### [PROBLEM DESCRIPTION]
Gather every line in the listing below that contains the word "bedside". Copy each of those lines in full.

### [TASK MATERIAL]
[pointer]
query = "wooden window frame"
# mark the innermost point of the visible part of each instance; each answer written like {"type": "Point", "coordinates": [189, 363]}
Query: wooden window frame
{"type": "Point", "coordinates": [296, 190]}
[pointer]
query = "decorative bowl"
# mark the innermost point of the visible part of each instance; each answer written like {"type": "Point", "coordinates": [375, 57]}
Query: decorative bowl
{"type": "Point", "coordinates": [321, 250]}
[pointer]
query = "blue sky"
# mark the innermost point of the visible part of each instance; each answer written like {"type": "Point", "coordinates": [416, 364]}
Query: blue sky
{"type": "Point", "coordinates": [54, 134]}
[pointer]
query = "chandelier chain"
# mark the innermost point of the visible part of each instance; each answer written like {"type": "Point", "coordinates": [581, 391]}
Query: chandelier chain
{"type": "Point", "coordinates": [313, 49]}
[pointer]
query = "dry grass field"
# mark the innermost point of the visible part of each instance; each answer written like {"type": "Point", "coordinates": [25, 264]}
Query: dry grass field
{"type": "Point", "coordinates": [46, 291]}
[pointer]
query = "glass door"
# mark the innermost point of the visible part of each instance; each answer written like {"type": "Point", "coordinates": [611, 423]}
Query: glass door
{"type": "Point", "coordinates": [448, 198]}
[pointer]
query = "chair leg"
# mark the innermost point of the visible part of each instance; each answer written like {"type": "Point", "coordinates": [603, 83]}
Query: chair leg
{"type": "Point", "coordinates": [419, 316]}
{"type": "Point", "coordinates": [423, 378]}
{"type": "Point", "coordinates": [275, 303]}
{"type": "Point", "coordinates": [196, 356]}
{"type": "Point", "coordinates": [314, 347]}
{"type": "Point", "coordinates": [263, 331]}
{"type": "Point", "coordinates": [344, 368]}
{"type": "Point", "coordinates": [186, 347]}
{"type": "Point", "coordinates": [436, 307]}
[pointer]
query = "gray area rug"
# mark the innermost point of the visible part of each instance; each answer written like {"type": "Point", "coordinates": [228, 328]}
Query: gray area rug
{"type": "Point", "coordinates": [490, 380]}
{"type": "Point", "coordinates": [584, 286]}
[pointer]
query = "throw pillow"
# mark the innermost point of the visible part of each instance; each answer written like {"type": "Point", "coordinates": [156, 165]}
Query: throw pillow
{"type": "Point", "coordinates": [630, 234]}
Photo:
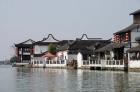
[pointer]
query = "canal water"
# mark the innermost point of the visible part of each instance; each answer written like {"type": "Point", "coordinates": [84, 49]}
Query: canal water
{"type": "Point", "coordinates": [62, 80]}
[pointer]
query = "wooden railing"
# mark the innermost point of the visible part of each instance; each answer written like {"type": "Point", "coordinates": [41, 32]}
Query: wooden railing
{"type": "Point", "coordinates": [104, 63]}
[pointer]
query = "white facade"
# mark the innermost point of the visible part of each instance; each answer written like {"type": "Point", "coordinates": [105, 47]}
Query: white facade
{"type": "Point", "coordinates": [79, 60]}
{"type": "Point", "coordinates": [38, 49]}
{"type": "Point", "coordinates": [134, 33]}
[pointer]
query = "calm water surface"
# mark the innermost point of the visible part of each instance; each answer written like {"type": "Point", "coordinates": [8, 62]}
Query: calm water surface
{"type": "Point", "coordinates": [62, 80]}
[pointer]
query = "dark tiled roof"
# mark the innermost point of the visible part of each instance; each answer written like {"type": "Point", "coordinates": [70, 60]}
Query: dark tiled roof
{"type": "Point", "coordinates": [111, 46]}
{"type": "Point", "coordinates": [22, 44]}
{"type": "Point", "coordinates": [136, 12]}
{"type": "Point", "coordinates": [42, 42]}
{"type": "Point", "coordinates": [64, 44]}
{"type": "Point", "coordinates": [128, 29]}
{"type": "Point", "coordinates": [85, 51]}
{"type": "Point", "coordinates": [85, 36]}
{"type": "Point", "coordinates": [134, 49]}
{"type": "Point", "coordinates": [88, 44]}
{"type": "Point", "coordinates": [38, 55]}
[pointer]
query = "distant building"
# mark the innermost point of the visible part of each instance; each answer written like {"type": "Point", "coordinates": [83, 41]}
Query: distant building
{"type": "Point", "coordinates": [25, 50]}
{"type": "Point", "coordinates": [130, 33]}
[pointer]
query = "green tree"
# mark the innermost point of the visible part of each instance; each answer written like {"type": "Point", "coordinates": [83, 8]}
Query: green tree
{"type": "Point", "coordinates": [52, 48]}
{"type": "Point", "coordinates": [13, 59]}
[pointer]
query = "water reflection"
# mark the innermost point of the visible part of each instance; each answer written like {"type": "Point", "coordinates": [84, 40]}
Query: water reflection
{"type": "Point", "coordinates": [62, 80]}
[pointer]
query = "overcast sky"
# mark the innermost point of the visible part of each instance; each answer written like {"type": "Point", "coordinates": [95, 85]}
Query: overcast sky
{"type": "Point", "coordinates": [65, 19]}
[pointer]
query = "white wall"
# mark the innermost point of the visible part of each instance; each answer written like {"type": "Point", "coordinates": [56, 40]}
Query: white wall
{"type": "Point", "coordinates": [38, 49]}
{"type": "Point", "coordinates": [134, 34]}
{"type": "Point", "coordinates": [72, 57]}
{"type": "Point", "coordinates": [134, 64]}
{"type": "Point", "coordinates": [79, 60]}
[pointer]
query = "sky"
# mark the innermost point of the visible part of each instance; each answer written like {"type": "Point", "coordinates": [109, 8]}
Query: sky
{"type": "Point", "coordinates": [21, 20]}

==

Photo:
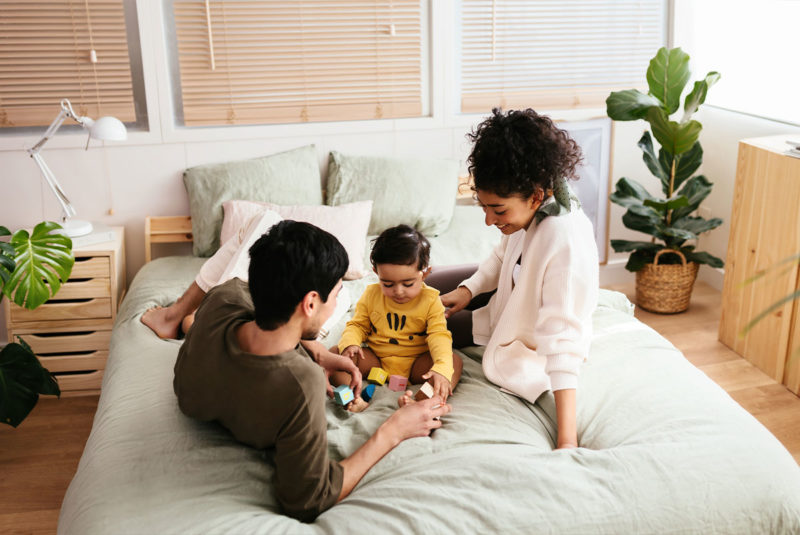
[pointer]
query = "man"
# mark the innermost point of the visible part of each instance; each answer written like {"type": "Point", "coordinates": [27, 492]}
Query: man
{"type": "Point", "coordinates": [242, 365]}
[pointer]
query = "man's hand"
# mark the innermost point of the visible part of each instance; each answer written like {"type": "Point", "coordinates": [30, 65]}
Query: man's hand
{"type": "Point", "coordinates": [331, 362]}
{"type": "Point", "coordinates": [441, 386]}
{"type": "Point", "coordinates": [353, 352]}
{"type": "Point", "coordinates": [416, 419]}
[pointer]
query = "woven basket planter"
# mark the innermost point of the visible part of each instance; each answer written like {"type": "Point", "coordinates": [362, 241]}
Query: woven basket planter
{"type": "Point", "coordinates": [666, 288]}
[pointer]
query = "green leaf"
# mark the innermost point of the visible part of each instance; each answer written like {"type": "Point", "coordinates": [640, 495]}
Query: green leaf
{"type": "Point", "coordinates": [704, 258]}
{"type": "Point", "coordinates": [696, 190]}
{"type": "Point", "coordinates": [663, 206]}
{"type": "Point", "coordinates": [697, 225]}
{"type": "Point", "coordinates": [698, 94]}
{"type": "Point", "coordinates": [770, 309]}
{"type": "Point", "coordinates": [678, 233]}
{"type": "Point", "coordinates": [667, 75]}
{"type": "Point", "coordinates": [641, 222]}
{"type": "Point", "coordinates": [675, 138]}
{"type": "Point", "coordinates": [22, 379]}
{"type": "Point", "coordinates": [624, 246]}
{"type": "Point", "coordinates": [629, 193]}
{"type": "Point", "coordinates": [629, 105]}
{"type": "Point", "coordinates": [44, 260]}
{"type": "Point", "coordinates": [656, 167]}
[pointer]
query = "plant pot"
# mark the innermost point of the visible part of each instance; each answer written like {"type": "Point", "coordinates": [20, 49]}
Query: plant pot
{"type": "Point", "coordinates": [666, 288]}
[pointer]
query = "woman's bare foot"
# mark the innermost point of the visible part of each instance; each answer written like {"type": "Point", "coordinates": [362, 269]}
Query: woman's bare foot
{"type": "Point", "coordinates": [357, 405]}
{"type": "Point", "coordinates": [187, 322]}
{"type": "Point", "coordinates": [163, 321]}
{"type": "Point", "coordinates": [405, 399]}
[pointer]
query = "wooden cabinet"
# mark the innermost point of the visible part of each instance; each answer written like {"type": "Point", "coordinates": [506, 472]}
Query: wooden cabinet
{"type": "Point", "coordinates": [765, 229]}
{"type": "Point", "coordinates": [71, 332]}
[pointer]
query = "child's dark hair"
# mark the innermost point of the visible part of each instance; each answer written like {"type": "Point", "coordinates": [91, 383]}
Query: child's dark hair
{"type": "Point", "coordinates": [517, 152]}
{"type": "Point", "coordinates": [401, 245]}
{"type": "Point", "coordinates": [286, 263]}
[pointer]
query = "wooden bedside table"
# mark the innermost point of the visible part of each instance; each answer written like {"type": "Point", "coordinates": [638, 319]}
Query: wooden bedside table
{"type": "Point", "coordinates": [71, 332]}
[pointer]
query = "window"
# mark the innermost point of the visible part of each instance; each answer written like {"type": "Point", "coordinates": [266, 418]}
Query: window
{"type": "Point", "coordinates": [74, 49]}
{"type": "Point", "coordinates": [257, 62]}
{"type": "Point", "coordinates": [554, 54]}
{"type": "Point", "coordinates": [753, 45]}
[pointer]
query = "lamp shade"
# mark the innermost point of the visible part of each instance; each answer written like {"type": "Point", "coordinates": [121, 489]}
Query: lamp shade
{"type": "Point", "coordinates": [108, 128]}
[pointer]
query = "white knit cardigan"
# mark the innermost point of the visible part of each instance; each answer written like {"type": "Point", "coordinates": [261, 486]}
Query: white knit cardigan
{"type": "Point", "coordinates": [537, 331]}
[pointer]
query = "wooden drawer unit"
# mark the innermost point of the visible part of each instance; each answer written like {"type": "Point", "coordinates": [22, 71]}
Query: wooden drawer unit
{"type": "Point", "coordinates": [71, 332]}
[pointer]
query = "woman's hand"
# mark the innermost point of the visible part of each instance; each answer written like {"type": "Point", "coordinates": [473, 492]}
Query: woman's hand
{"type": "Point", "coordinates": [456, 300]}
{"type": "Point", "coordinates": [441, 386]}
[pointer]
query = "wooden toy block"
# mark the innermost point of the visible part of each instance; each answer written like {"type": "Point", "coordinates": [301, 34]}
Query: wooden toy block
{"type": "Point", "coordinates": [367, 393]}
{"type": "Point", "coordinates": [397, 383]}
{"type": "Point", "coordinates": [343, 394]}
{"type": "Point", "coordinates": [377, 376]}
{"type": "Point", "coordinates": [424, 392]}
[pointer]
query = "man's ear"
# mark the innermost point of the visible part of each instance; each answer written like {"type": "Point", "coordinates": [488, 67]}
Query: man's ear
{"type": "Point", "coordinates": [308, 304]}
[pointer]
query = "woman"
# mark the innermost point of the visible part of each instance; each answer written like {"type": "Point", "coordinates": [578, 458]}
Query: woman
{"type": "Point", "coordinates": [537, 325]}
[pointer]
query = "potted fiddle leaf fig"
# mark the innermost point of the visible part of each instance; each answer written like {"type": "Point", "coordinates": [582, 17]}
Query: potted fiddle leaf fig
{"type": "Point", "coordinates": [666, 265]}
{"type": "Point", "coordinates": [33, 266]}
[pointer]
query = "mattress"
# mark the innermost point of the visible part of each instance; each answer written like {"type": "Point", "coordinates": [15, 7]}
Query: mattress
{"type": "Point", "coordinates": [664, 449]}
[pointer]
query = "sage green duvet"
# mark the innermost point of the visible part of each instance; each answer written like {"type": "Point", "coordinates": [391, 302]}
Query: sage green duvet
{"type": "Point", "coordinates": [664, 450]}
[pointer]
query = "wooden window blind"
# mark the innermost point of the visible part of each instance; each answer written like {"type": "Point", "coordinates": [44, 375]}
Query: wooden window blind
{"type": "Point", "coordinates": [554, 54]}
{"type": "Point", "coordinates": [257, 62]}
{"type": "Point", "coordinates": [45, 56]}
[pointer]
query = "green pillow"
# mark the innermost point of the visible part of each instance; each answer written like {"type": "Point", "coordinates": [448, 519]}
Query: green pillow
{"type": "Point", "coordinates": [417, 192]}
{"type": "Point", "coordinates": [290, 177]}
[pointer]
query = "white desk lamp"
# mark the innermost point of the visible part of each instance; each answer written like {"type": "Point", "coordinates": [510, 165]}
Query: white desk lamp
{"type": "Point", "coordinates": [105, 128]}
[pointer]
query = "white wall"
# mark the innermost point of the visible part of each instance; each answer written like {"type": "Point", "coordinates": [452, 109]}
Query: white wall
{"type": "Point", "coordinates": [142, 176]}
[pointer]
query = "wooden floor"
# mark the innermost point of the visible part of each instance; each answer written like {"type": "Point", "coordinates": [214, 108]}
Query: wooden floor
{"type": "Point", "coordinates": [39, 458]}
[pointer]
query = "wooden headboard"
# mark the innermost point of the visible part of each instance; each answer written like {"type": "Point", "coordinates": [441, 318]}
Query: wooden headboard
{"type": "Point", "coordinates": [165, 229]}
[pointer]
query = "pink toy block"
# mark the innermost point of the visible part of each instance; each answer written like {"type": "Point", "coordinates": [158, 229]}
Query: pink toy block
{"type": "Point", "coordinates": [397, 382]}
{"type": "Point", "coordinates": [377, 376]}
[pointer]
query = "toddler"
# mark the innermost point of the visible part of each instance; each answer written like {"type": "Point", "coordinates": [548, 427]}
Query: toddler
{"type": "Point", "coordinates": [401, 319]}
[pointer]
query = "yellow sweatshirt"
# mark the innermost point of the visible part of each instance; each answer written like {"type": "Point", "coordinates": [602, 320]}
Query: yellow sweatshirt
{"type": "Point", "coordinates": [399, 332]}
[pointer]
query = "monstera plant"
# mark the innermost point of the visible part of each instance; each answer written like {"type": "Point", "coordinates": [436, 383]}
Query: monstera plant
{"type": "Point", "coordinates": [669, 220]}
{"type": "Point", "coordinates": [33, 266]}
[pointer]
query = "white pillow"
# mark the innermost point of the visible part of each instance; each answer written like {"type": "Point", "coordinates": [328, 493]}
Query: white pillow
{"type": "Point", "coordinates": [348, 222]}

### [OUTPUT FOR THIS TASK]
query = "wooden bedside table"
Query: wooden bedside table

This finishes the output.